TASKS -
1. In the anomaly detection notebook, what color does the plot_outlier function use to mark anomaly points?
2. Extend the anomaly detection notebook past its last line.

In [1]:
# Import
import sys, os
from math import sqrt

import pandas as pd
import matplotlib.pyplot as plt
import numpy as np

from sklearn.preprocessing import StandardScaler
from sklearn.ensemble import IsolationForest
from sklearn.decomposition import PCA
from sklearn.cluster import DBSCAN, KMeans
from sklearn.neighbors import LocalOutlierFactor
from sklearn.metrics import f1_score, recall_score, precision_score

from statsmodels.tsa.seasonal import STL, seasonal_decompose

from pyod.models.auto_encoder import AutoEncoder
from pyod.models.knn import KNN
from pyod.models.xgbod import XGBOD
from pyod.models.suod import SUOD
from pyod.models.lof import LOF
from pyod.models.iforest import IForest
from pyod.models.copod import COPOD

from adtk.visualization import plot
from adtk.detector import AutoregressionAD, QuantileAD, InterQuartileRangeAD, GeneralizedESDTestAD, PersistAD, LevelShiftAD, VolatilityShiftAD, PcaAD, MinClusterDetector, SeasonalAD
from adtk.transformer import ClassicSeasonalDecomposition
from adtk.data import validate_series
from adtk.metrics import iou
from adtk.pipe import Pipeline

import joblib

2022-09-12 21:33:36.619701: I tensorflow/core/util/util.cc:169] oneDNN custom operations are on. You may see slightly different numerical results due to floating-point round-off errors from different computation orders. To turn them off, set the environment variable `TF_ENABLE_ONEDNN_OPTS=0`.
2022-09-12 21:33:36.622338: W tensorflow/stream_executor/platform/default/dso_loader.cc:64] Could not load dynamic library 'libcudart.so.11.0'; dlerror: libcudart.so.11.0: cannot open shared object file: No such file or directory
2022-09-12 21:33:36.622351: I tensorflow/stream_executor/cuda/cudart_stub.cc:29] Ignore above cudart dlerror if you do not have a GPU set up on your machine.


## Functions

In [2]:
def plot_outlier(predicted_df):
    fig, ax = plt.subplots(figsize=(12,4))
    outlier_points = predicted_df.loc[predicted_df['prediction'] == 1] #anomaly
    ax.plot(predicted_df.index, predicted_df['value'], color='blue', label = 'Normal')
    ax.scatter(outlier_points.index, outlier_points['value'], color='red', label = 'Anomaly')
    plt.legend()
    plt.show()

In [3]:
def print_metrics(original_df, predicted_df):
    print("F1 Score:", f1_score(original_df['label'], predicted_df['prediction']))
    print("Recall:", recall_score(original_df['label'], predicted_df['prediction']))

PROVIDED RECORDS -
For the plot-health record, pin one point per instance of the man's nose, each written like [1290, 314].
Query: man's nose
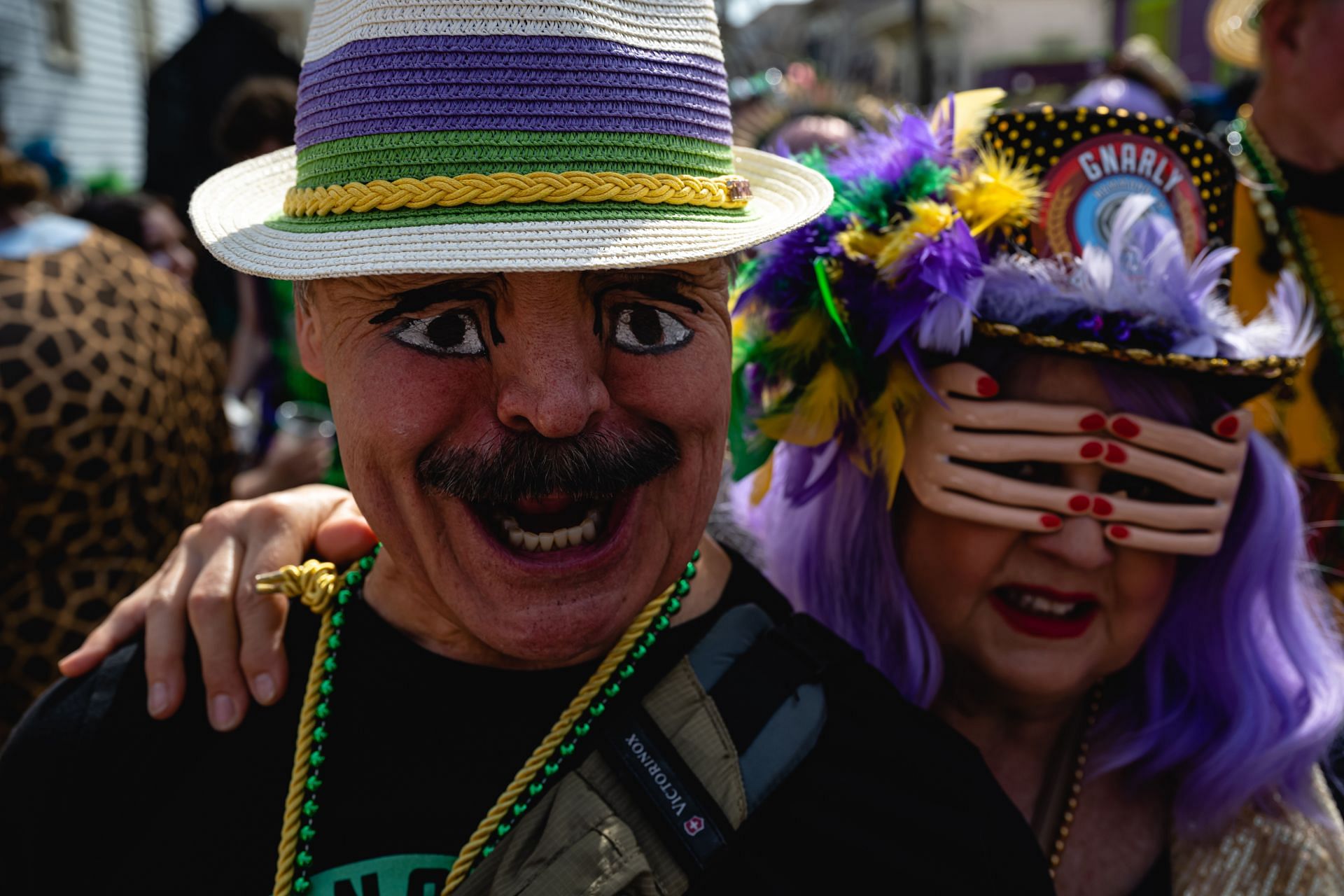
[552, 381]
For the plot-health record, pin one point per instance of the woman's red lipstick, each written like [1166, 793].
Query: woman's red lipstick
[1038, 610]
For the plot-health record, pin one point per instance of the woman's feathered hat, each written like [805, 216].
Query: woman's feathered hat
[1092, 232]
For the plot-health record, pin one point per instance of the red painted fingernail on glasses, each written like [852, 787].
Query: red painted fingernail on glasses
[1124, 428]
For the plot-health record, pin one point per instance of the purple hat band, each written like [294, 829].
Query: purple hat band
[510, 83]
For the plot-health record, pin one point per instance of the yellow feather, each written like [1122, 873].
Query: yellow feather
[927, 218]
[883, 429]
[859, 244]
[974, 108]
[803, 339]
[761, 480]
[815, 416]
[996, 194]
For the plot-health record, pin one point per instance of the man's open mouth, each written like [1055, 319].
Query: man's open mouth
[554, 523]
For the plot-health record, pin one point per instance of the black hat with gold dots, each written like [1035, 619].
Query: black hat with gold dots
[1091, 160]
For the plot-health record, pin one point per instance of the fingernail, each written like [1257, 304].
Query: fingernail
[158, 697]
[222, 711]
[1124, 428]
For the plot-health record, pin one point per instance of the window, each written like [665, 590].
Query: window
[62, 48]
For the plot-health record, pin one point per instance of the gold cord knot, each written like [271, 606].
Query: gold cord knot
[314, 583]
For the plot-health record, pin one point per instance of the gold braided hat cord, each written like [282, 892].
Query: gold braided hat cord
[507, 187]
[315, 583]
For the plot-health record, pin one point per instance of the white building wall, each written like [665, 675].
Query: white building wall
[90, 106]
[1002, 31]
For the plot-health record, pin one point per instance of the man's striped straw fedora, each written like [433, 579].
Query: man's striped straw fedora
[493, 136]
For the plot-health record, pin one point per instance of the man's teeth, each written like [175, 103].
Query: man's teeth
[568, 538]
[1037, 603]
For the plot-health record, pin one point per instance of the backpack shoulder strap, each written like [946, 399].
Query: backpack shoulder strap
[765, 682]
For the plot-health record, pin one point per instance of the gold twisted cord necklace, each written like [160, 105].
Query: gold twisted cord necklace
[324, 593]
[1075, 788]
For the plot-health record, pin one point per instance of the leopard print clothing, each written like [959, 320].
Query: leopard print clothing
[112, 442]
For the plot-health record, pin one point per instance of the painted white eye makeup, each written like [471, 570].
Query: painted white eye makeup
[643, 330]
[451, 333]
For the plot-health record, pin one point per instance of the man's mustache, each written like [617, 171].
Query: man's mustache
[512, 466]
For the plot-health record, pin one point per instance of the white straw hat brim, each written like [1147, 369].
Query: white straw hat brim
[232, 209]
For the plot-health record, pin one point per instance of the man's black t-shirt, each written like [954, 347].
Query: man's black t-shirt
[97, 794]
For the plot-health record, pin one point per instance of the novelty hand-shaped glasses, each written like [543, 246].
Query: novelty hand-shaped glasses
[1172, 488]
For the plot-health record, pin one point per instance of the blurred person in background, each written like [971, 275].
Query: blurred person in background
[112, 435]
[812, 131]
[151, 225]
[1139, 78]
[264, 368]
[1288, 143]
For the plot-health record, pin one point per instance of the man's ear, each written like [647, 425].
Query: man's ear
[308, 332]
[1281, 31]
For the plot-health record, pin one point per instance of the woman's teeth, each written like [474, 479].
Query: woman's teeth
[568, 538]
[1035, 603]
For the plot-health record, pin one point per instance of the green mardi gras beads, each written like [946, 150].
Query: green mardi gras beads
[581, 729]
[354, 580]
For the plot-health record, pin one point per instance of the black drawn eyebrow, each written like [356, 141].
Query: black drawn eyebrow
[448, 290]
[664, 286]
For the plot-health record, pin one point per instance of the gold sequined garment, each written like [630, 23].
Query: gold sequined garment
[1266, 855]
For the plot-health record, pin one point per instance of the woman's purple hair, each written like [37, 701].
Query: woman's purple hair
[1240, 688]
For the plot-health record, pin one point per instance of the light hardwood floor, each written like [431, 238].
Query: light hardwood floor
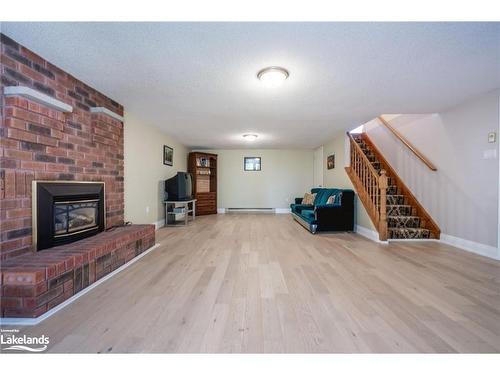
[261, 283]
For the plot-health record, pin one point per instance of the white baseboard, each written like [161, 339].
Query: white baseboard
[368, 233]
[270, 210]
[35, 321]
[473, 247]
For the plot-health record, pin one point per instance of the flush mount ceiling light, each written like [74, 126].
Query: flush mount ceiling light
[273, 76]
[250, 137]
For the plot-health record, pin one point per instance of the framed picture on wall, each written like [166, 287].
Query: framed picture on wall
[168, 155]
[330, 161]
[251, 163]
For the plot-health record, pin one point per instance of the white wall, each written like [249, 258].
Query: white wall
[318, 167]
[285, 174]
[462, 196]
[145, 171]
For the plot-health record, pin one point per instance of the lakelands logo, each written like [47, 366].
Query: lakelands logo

ANSWERS IN ORDER -
1. Red.

2.
    print("Precision:", precision_score(original_df['label'], predicted_df['prediction']))

In [4]:
def process_data(df):
    df['timestamp'] = pd.to_datetime(df['timestamp'], unit='s')
    df = df.set_index('timestamp')
    df = df.asfreq(freq='T')
    df = df.interpolate()
    df['label'] = df.label.astype(int)

    df['lag_1'] = df['value'].shift(1)
    df['lag_2'] = df['value'].shift(2)
    df['lag_3'] = df['value'].shift(3)
    df['lag_4'] = df['value'].shift(4)
    df.fillna(0, inplace=True)

    decompose = STL(df['value'], period=2).fit()
    df['resid'] = decompose.resid
    df['trend'] = decompose.trend
    df['seasonal'] = decompose.seasonal

    return df

## Load & Preprocess Data

In [5]:
# Merging all files and making the dataframe
# df = pd.concat(map(pd.read_csv, glob.glob(os.path.join("./data" , "*.csv"))), ignore_index= True)
input_df = pd.read_csv('data/0.csv')
df = process_data(input_df)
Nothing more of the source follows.